:: Auszug ::

Die Bestellung für sechs Jahre sei zu kurz. Da die Bestellungsdauer nur ein Jahr länger ist als die Legislaturperiode des Nationalrates und alle Mitglieder zwingend ausgetauscht werden müssen, könne der Eindruck entstehen, dass sich "die Politik" das Dreiergremium gezielt aussuchen könne. "Eine (auch dem Anschein nach) von sachfremder Einflussnahmemöglichkeit freie Amtsführung durch Richter:innen sowie Staatsanwältinnen und Staatsanwälten wird maßgeblich durch deren unbefristete Ernennung (bis zur Pensionierung) gewährleistet", heißt es in dem Papier. Verschärft werde die Problematik durch den alle zwei Jahre wechselnden Vorsitz.
Die Zuständigkeit für eine Abberufung des Dreierkollegiums sollte ausschließlich dem Obersten Gerichtshof übertragen werden. Die Verantwortlichkeit des Kollegiums auch gegenüber dem Verfassungsgerichtshof ist eine zu vermeidende Doppelzuständigkeit, so die Kritik.
Eine "innere Konfliktsituation" sehen die Standesvertretungen darin, dass das Dreierkollegium sowohl die Fachaufsicht und den Weisungsbereich der neuen Bundesstaatsanwaltschaft als auch die Aufgaben der Generalprokuratur wahrnehmen solle. Die Ermittlungs- und Anklagefunktion der Bundesstaatsanwaltschaft müsse strikt von den rechtswahrenden Aufgaben der Generalprokuratur getrennt bleiben.

:::
:: Datenauszug ::

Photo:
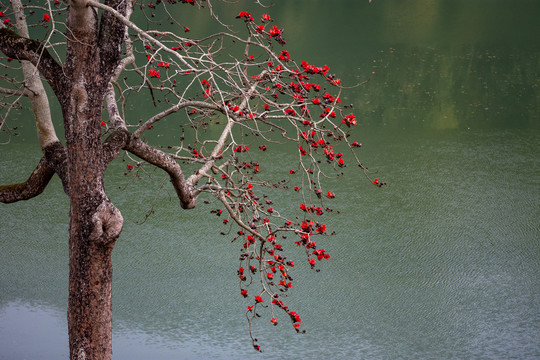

:::

• **Ziel 1**:
Nennen Sie sämtliche staatlichen Einrichtungen, die der Auszug zur Kritik am Dreierkollegium mit ihrem Eigennamen erwähnt.
• **Ziel 2**:
Fassen Sie den Auszug über die Kritik am Dreierkollegium in zwei Sätzen zusammen.
• **Ziel 3**:
Führen Sie den Auszug über die Kritik am Dreierkollegium der Bundesstaatsanwaltschaft im Anschluss an seinen letzten Satz fort.
Die Auflistung wird hierfür nicht gebraucht.

• **Übungsergebnis 1**:
Nationalrat, Oberster Gerichtshof, Verfassungsgerichtshof, Bundesstaatsanwaltschaft, Generalprokuratur

• **Übungsergebnis 2**:
Die Standesvertretungen bemängeln, dass die sechsjährige Bestellung mit zwingendem Austausch aller Mitglieder und zweijährlich wechselndem Vorsitz den Eindruck politischer Auswahl erwecken könne, während eine unbefristete Ernennung bis zur Pensionierung unabhängige Amtsführung gewährleiste. Außerdem solle allein der Oberste Gerichtshof für eine Abberufung zuständig sein, und die Ermittlungs- und Anklagefunktion der Bundesstaatsanwaltschaft müsse strikt von den rechtswahrenden Aufgaben der Generalprokuratur getrennt bleiben.

• **Übungsergebnis 3**:
Der Ministerratsbeschluss stelle nicht sicher, dass die oberste Weisungsspitze ausschließlich aus Richtern und Richterinnen bzw. Staatsanwälten und Staatsanwältinnen bestehe. Das sei aber essenziell, da nur dieser Personenkreis die notwendige unmittelbare einschlägige Berufserfahrung aufweise. "In der ersten und zweiten staatsanwaltschaftlichen Instanz eine Ernennung als Staatsanwältin bzw. Staatsanwalt – inklusive der Richteramtsprüfung – zwingend vorzuschreiben, aber auf der höchsten Ebene von dieser Voraussetzung und der damit verbundenen Expertise abzugehen und nicht berufserfahrene Personen zu bestellen, ist systemfremd und widerspricht dem Gedanken, dass die erfahrensten Fachleute die wichtigsten Entscheidungen treffen sollen", heißt es in dem Positionspapier.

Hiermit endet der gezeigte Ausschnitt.